## start Records to process
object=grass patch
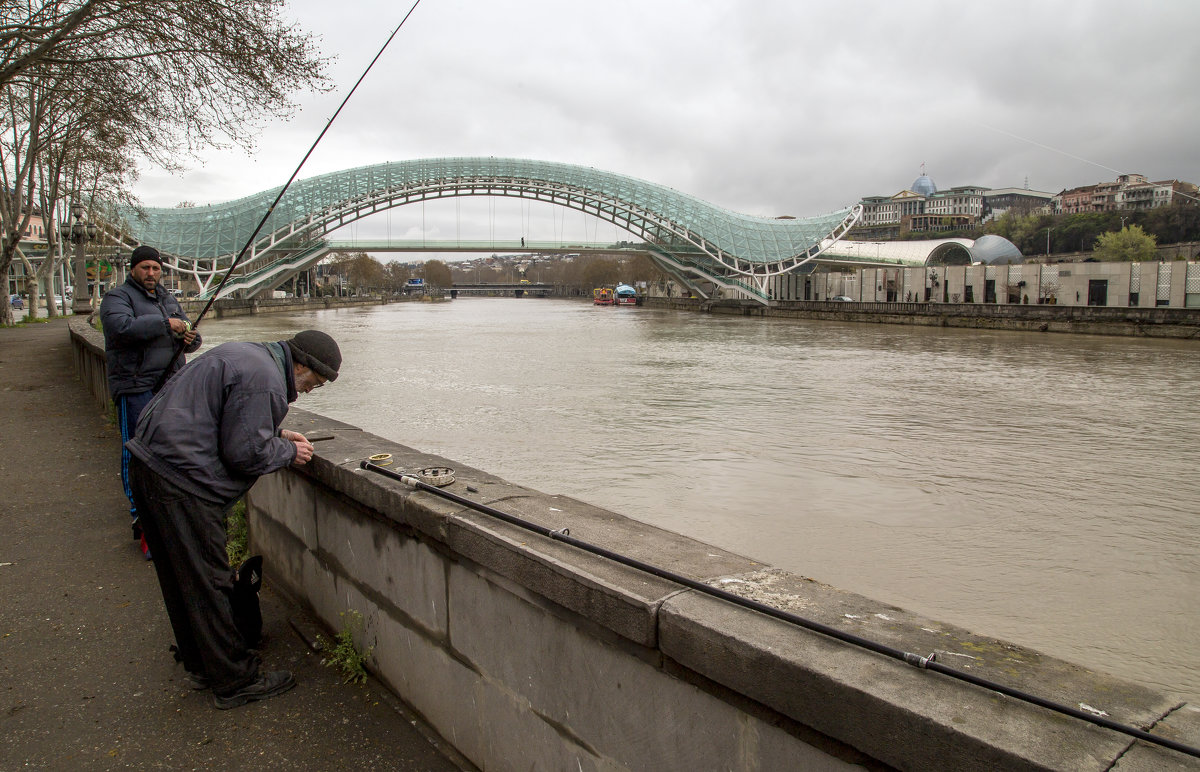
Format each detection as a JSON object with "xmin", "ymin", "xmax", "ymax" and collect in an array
[
  {"xmin": 318, "ymin": 609, "xmax": 374, "ymax": 683},
  {"xmin": 226, "ymin": 498, "xmax": 248, "ymax": 565}
]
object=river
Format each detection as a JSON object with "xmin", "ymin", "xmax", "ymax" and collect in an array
[{"xmin": 192, "ymin": 298, "xmax": 1200, "ymax": 699}]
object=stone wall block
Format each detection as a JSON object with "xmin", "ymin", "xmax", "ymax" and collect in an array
[
  {"xmin": 449, "ymin": 567, "xmax": 840, "ymax": 771},
  {"xmin": 246, "ymin": 471, "xmax": 317, "ymax": 550},
  {"xmin": 661, "ymin": 593, "xmax": 1128, "ymax": 772}
]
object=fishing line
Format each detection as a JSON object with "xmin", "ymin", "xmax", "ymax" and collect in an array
[
  {"xmin": 359, "ymin": 460, "xmax": 1200, "ymax": 759},
  {"xmin": 154, "ymin": 0, "xmax": 421, "ymax": 391}
]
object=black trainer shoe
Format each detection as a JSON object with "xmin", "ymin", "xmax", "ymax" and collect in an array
[
  {"xmin": 184, "ymin": 670, "xmax": 211, "ymax": 692},
  {"xmin": 212, "ymin": 670, "xmax": 296, "ymax": 711}
]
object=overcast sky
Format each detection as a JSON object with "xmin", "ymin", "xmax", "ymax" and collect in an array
[{"xmin": 134, "ymin": 0, "xmax": 1200, "ymax": 250}]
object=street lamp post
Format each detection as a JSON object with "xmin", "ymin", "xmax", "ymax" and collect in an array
[{"xmin": 64, "ymin": 203, "xmax": 100, "ymax": 316}]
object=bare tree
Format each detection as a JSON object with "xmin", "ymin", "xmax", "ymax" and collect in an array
[{"xmin": 0, "ymin": 0, "xmax": 326, "ymax": 322}]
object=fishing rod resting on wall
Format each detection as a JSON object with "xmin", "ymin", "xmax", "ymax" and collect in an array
[{"xmin": 359, "ymin": 460, "xmax": 1200, "ymax": 759}]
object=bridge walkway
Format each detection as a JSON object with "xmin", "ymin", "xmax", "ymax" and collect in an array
[{"xmin": 0, "ymin": 317, "xmax": 463, "ymax": 771}]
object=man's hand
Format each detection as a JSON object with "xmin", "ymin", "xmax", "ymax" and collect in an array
[{"xmin": 280, "ymin": 429, "xmax": 312, "ymax": 466}]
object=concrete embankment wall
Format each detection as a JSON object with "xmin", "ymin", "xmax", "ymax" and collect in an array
[
  {"xmin": 72, "ymin": 325, "xmax": 1200, "ymax": 771},
  {"xmin": 644, "ymin": 298, "xmax": 1200, "ymax": 340},
  {"xmin": 180, "ymin": 295, "xmax": 393, "ymax": 319}
]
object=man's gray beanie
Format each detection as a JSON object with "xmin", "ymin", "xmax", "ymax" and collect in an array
[{"xmin": 283, "ymin": 330, "xmax": 342, "ymax": 381}]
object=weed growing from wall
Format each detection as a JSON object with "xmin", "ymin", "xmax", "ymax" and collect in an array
[
  {"xmin": 320, "ymin": 609, "xmax": 374, "ymax": 683},
  {"xmin": 226, "ymin": 499, "xmax": 247, "ymax": 567}
]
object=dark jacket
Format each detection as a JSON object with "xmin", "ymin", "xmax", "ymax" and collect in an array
[
  {"xmin": 125, "ymin": 341, "xmax": 296, "ymax": 505},
  {"xmin": 100, "ymin": 276, "xmax": 200, "ymax": 400}
]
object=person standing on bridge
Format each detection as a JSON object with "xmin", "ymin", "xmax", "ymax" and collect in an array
[
  {"xmin": 126, "ymin": 330, "xmax": 342, "ymax": 708},
  {"xmin": 100, "ymin": 245, "xmax": 202, "ymax": 559}
]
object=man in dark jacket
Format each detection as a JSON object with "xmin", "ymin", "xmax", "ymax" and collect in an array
[
  {"xmin": 126, "ymin": 330, "xmax": 342, "ymax": 708},
  {"xmin": 100, "ymin": 245, "xmax": 202, "ymax": 557}
]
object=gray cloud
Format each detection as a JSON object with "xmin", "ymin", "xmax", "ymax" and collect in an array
[{"xmin": 137, "ymin": 0, "xmax": 1200, "ymax": 247}]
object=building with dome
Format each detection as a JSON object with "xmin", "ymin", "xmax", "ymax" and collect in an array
[
  {"xmin": 908, "ymin": 174, "xmax": 937, "ymax": 198},
  {"xmin": 854, "ymin": 173, "xmax": 989, "ymax": 239}
]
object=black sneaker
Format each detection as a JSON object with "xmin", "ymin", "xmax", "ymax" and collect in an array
[
  {"xmin": 212, "ymin": 670, "xmax": 296, "ymax": 711},
  {"xmin": 184, "ymin": 670, "xmax": 211, "ymax": 692}
]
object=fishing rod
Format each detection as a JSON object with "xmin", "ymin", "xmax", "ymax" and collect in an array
[
  {"xmin": 359, "ymin": 460, "xmax": 1200, "ymax": 759},
  {"xmin": 154, "ymin": 0, "xmax": 421, "ymax": 391}
]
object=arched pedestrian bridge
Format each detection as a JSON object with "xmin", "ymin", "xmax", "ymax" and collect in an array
[{"xmin": 121, "ymin": 157, "xmax": 862, "ymax": 301}]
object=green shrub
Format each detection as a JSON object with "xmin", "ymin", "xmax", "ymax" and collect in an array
[
  {"xmin": 319, "ymin": 609, "xmax": 374, "ymax": 683},
  {"xmin": 226, "ymin": 499, "xmax": 247, "ymax": 565}
]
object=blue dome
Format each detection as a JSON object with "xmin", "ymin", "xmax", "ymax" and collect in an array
[{"xmin": 908, "ymin": 174, "xmax": 937, "ymax": 198}]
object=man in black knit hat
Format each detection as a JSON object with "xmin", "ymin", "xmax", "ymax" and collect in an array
[
  {"xmin": 126, "ymin": 330, "xmax": 342, "ymax": 708},
  {"xmin": 100, "ymin": 244, "xmax": 202, "ymax": 558}
]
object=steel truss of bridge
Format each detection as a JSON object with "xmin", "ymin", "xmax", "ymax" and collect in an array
[{"xmin": 120, "ymin": 157, "xmax": 862, "ymax": 303}]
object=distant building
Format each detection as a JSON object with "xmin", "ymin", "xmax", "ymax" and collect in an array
[
  {"xmin": 1054, "ymin": 174, "xmax": 1198, "ymax": 215},
  {"xmin": 982, "ymin": 187, "xmax": 1055, "ymax": 221},
  {"xmin": 856, "ymin": 174, "xmax": 988, "ymax": 239}
]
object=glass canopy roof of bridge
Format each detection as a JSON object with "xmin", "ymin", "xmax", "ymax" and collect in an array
[{"xmin": 126, "ymin": 157, "xmax": 852, "ymax": 264}]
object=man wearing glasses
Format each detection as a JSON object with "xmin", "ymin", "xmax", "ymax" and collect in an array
[{"xmin": 125, "ymin": 330, "xmax": 342, "ymax": 708}]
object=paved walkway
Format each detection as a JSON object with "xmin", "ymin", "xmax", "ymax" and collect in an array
[{"xmin": 0, "ymin": 318, "xmax": 460, "ymax": 770}]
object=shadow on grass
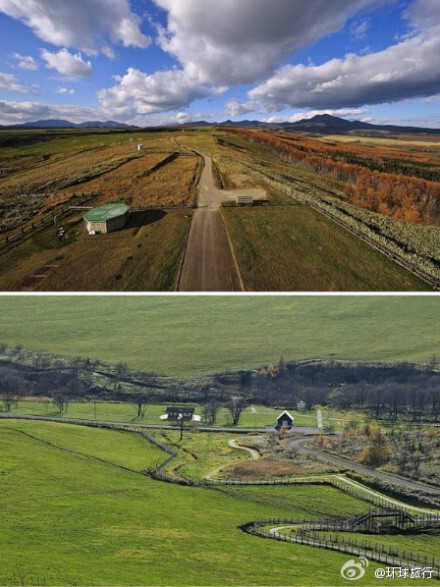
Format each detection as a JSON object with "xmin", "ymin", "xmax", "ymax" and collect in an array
[{"xmin": 129, "ymin": 210, "xmax": 167, "ymax": 230}]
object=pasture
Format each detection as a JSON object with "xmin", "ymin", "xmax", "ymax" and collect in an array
[
  {"xmin": 0, "ymin": 296, "xmax": 440, "ymax": 376},
  {"xmin": 0, "ymin": 127, "xmax": 440, "ymax": 291},
  {"xmin": 0, "ymin": 421, "xmax": 418, "ymax": 586},
  {"xmin": 223, "ymin": 205, "xmax": 429, "ymax": 291}
]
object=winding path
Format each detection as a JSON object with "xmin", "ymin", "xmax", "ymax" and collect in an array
[
  {"xmin": 203, "ymin": 439, "xmax": 260, "ymax": 479},
  {"xmin": 290, "ymin": 438, "xmax": 440, "ymax": 495},
  {"xmin": 177, "ymin": 153, "xmax": 244, "ymax": 292}
]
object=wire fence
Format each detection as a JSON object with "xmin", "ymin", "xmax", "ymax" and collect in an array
[
  {"xmin": 0, "ymin": 193, "xmax": 97, "ymax": 252},
  {"xmin": 242, "ymin": 518, "xmax": 440, "ymax": 577}
]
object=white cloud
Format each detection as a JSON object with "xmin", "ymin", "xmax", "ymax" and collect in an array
[
  {"xmin": 0, "ymin": 73, "xmax": 29, "ymax": 94},
  {"xmin": 0, "ymin": 0, "xmax": 151, "ymax": 56},
  {"xmin": 41, "ymin": 49, "xmax": 92, "ymax": 77},
  {"xmin": 225, "ymin": 98, "xmax": 257, "ymax": 117},
  {"xmin": 264, "ymin": 108, "xmax": 371, "ymax": 124},
  {"xmin": 249, "ymin": 17, "xmax": 440, "ymax": 110},
  {"xmin": 12, "ymin": 53, "xmax": 38, "ymax": 71},
  {"xmin": 0, "ymin": 100, "xmax": 100, "ymax": 124},
  {"xmin": 351, "ymin": 20, "xmax": 370, "ymax": 41},
  {"xmin": 152, "ymin": 0, "xmax": 386, "ymax": 85},
  {"xmin": 55, "ymin": 88, "xmax": 75, "ymax": 96},
  {"xmin": 211, "ymin": 86, "xmax": 229, "ymax": 96},
  {"xmin": 98, "ymin": 68, "xmax": 209, "ymax": 115}
]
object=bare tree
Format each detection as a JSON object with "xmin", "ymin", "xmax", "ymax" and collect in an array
[{"xmin": 226, "ymin": 397, "xmax": 244, "ymax": 426}]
## end Records to process
### Directions for this task
All lines from the line containing "object=wire fence" through the end of the listing above are to be duplicated exactly; include both ends and nothing further.

### Reply
object=wire fence
Format each detection as a JSON object with "xmin", "ymin", "xmax", "ymax" and collect in an array
[
  {"xmin": 0, "ymin": 193, "xmax": 97, "ymax": 252},
  {"xmin": 242, "ymin": 518, "xmax": 440, "ymax": 577}
]
object=white cloud
Format each detection as a JSON object with "xmin", "ymin", "xmax", "ymax" and collect in an array
[
  {"xmin": 0, "ymin": 73, "xmax": 29, "ymax": 94},
  {"xmin": 0, "ymin": 0, "xmax": 151, "ymax": 56},
  {"xmin": 41, "ymin": 49, "xmax": 92, "ymax": 77},
  {"xmin": 225, "ymin": 98, "xmax": 257, "ymax": 117},
  {"xmin": 264, "ymin": 108, "xmax": 371, "ymax": 124},
  {"xmin": 249, "ymin": 17, "xmax": 440, "ymax": 110},
  {"xmin": 12, "ymin": 53, "xmax": 38, "ymax": 71},
  {"xmin": 0, "ymin": 100, "xmax": 100, "ymax": 124},
  {"xmin": 351, "ymin": 20, "xmax": 370, "ymax": 41},
  {"xmin": 152, "ymin": 0, "xmax": 386, "ymax": 85},
  {"xmin": 55, "ymin": 88, "xmax": 75, "ymax": 96},
  {"xmin": 211, "ymin": 86, "xmax": 229, "ymax": 96},
  {"xmin": 98, "ymin": 68, "xmax": 209, "ymax": 115}
]
object=bare tree
Format each detection as a JSON object with "xmin", "ymin", "xmax", "ymax" and collect in an array
[{"xmin": 226, "ymin": 397, "xmax": 244, "ymax": 426}]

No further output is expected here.